Set problem 1 →
In the records, edit the stretch from the line containing "Target: basketball player with ball" through the line containing "(1152, 524)" by swapping "navy jersey" for "dark blue jersey", and return only those lines with nothing else changed.

# The History of Pulling



## jbetts13 (Dec 28, 2003)

The History of Pulling
The sport of pulling can trace its roots back to the early part of the 20th century when folks got together to do draft horse pulling.

The first recorded "motorized" pulling events took place in 1929 -- one in Bowling Green, Mo., and one in Vaughansville, Ohio.

As man and machine grew together, the sport of pulling started taking shape.

It grew by fits and starts throughout the '50s and into the '60s. But what it lacked through these years was a uniform set of rules. From state to state and county to county, competitors never knew what the rules were going to be from event to event.

Then in 1969, representatives from eight states met to establish uniform rules and to give the sport the structure it needed. With these meetings, the National Tractor Pullers Association was born.

In NTPA's early years of pulling, the tractors used were no more than farm vehicles, pull on Sunday, plow on Monday.

In the early '70s, there were basically two divisions, Stock and Modified. 

The tractors in the Stock division were standard types: John Deere, International, Ford, Case, Deutz, Massey-Ferguson, Allis-Chalmers and others. 

Modifieds then were single-engine tractors that were powered by non-tractor type engines.

The Modifieds stayed single-engine vehicles until the mid-1970s when a couple of Ohio pulling brothers introduced a mechanism that changed the sport forever -- the crossbox. With this device, pullers could now hook up more than one engine to a single driveshaft. 

Fans now saw tractors with up to four engines. Still, despite the number of engines, the look was still tractor.

The Stock division soon caught up as well when the word "Super" was added. Competitors started adding turbochargers to their vehicles. And the 'pull on Sunday, plow on Monday' idea slipped quickly into history.

By the mid-70s, pullers had tractors with staged turbochargers and intercoolers.

The Modified division continued to dazzle fans with the piling of engine upon engine. Vehicles became less tractor-looking and more comparable to "Top Fuel" dragsters. By 1980, a tractor was introduced supporting four 524-cubic inch Rodecks. The limit was reached in 1988 when a seven-engine tractor was brought out.

In 1986 a triple-Allison was brought out and a few years later a four-Allison tractor was introduced.

Jet turbine engines appeared on the scene in 1974. Legendary motorsports figure Art Arfons campaigned a twin-turbine tractor. In 1989 a four-turbine engine tractor was introduced.

(Pointing and labeling entries)

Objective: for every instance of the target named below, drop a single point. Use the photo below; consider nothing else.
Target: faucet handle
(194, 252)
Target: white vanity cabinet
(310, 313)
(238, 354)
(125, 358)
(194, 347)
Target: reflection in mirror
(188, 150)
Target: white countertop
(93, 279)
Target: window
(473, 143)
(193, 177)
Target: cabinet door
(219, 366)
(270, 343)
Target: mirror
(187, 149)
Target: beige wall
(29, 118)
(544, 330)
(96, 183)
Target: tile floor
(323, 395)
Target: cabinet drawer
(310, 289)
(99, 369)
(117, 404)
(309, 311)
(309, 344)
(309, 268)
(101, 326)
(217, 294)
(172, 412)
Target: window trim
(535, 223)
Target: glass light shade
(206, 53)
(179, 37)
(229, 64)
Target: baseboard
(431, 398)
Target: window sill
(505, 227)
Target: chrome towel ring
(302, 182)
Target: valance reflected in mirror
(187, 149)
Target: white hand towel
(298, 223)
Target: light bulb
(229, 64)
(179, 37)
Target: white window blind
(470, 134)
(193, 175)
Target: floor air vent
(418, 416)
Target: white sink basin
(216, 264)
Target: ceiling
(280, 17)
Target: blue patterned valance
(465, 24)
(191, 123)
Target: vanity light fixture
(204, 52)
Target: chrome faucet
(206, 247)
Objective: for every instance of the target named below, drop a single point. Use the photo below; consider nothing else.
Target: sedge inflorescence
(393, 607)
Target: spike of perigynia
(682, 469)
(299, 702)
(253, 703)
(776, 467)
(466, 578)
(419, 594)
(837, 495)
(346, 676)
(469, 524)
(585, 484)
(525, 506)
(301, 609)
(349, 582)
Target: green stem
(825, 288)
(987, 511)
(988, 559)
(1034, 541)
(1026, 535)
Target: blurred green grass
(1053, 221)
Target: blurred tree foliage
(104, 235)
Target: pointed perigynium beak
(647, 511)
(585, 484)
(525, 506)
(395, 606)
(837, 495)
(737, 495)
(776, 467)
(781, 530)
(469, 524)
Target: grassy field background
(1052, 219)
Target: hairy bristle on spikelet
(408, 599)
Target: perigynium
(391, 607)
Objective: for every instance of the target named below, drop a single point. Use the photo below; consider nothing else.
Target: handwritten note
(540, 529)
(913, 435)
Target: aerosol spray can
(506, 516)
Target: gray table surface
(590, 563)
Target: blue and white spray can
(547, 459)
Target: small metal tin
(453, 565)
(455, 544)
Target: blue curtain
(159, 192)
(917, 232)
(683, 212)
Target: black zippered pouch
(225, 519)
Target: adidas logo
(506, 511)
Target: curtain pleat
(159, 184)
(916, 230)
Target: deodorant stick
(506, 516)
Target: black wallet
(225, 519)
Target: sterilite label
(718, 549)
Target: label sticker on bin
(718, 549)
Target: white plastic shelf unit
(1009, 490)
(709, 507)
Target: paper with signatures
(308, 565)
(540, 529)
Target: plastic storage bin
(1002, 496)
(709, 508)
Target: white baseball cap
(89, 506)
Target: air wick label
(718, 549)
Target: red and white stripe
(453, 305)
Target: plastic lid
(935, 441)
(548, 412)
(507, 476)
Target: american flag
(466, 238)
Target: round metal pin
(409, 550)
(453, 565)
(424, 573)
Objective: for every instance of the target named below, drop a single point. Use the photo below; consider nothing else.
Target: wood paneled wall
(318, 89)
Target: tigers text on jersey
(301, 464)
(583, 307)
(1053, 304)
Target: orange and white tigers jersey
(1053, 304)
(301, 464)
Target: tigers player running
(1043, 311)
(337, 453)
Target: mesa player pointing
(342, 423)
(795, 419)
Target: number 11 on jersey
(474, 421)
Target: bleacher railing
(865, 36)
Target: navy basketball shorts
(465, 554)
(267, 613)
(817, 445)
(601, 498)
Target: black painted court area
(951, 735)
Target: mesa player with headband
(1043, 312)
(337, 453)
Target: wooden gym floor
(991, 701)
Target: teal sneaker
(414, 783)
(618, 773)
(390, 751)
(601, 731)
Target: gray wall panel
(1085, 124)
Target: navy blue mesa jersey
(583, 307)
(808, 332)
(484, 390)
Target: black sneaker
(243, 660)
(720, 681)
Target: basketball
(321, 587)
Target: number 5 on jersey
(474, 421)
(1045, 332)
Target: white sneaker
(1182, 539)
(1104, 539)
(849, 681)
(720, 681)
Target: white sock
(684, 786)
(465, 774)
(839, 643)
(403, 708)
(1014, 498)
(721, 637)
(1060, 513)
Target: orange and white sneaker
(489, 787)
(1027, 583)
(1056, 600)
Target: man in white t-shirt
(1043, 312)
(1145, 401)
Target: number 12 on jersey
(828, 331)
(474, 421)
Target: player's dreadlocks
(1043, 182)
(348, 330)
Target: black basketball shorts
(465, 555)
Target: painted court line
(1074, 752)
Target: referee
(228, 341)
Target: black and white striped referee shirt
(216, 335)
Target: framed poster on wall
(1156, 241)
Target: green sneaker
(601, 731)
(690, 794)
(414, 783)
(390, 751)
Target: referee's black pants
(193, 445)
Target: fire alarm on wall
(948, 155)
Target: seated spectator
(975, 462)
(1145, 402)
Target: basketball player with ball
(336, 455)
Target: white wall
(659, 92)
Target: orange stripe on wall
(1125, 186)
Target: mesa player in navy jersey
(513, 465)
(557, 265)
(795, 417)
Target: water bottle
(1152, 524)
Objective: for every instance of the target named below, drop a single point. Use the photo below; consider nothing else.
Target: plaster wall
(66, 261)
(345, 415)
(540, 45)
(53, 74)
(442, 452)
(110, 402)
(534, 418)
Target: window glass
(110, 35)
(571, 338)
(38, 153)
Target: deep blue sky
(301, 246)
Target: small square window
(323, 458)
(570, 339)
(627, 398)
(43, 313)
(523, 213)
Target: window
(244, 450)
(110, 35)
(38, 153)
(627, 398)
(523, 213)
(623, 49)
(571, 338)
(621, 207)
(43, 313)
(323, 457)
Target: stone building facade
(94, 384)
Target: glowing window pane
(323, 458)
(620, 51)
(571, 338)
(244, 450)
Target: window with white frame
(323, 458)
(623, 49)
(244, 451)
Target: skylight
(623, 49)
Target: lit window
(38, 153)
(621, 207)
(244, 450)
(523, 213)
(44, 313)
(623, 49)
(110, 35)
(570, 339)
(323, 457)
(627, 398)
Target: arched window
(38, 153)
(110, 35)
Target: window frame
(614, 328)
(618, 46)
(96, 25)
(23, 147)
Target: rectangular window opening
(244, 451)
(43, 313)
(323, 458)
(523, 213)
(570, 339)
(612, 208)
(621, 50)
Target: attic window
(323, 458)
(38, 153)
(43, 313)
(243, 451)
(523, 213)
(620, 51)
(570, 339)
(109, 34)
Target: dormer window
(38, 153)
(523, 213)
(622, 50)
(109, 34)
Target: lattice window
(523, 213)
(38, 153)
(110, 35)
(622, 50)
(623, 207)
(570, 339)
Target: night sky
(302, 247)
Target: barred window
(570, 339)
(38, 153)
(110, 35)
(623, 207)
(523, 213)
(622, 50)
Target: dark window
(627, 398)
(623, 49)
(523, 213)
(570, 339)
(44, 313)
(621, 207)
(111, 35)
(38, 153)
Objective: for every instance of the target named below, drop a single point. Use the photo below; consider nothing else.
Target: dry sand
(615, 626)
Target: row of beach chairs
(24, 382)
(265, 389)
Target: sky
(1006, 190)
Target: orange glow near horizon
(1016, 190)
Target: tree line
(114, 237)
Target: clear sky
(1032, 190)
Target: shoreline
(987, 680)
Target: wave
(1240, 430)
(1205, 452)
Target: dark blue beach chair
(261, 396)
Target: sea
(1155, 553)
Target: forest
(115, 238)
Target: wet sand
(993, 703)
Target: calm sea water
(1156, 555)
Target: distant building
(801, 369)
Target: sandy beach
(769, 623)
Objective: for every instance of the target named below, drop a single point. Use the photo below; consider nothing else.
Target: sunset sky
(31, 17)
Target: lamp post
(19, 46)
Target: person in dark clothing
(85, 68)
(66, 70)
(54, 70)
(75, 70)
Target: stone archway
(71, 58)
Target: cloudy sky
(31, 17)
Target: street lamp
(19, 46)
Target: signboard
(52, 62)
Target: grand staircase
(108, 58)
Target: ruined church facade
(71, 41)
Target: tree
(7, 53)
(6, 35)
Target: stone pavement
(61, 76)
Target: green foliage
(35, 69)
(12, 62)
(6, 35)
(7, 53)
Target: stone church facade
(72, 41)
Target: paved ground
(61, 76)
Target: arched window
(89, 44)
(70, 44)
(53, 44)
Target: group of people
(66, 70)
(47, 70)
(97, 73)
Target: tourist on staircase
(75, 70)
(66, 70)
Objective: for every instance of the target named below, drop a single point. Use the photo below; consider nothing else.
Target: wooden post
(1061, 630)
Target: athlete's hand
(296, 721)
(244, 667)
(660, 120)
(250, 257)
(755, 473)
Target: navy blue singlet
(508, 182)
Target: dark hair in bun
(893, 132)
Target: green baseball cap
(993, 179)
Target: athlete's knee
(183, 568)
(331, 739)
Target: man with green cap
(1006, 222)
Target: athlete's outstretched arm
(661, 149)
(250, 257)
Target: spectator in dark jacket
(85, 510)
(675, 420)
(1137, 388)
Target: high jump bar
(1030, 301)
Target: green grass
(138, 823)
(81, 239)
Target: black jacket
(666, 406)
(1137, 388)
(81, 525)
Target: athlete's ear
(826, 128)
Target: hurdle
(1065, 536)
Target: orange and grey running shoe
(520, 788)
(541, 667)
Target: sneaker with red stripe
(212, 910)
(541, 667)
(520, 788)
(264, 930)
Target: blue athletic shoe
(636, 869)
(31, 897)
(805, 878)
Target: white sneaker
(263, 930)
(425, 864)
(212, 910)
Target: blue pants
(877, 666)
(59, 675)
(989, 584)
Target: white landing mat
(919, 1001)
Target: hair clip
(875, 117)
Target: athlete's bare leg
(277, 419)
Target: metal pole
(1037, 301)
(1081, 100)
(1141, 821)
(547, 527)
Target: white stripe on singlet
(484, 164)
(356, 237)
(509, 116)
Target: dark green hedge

Set problem 2 →
According to the history of pulling, where did the first recorded motorized pulling events take place in 1929?

Exercise answer 1 →
Target: basketball player with ball
(336, 455)
Target: white wall
(659, 92)
Target: orange stripe on wall
(1125, 186)
Target: mesa player in dark blue jersey
(513, 465)
(557, 265)
(795, 417)
Target: water bottle
(1152, 524)

Exercise answer 2 →
Bowling Green, Mo., and Vaughansville, Ohio.